Entries drawn from a collection:
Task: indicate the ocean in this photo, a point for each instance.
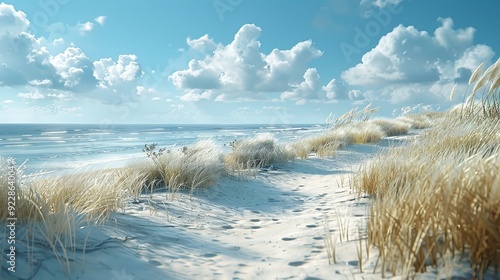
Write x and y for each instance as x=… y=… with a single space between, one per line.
x=49 y=148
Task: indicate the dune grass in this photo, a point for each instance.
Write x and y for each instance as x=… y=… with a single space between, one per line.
x=440 y=195
x=260 y=151
x=196 y=166
x=357 y=130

The request:
Recast every line of the entries above as a Markdown table with the columns "Row" and "Line," numbering the rows and leaving out blank lines. Leave the pictures out of the table.

Complete answer:
| Row | Line |
|---|---|
| 1 | Task: indicate the ocean in this photo, a point for each instance. |
| 2 | Write x and y for each instance as x=… y=… with a single space between, one per line. |
| 3 | x=49 y=148 |
| 4 | Task: indicate the dune grass in this photo, a point for each instance. |
| 5 | Write x and y for each instance as x=… y=… with a single space between, one per line. |
| 6 | x=440 y=195 |
| 7 | x=260 y=151 |
| 8 | x=196 y=166 |
| 9 | x=357 y=130 |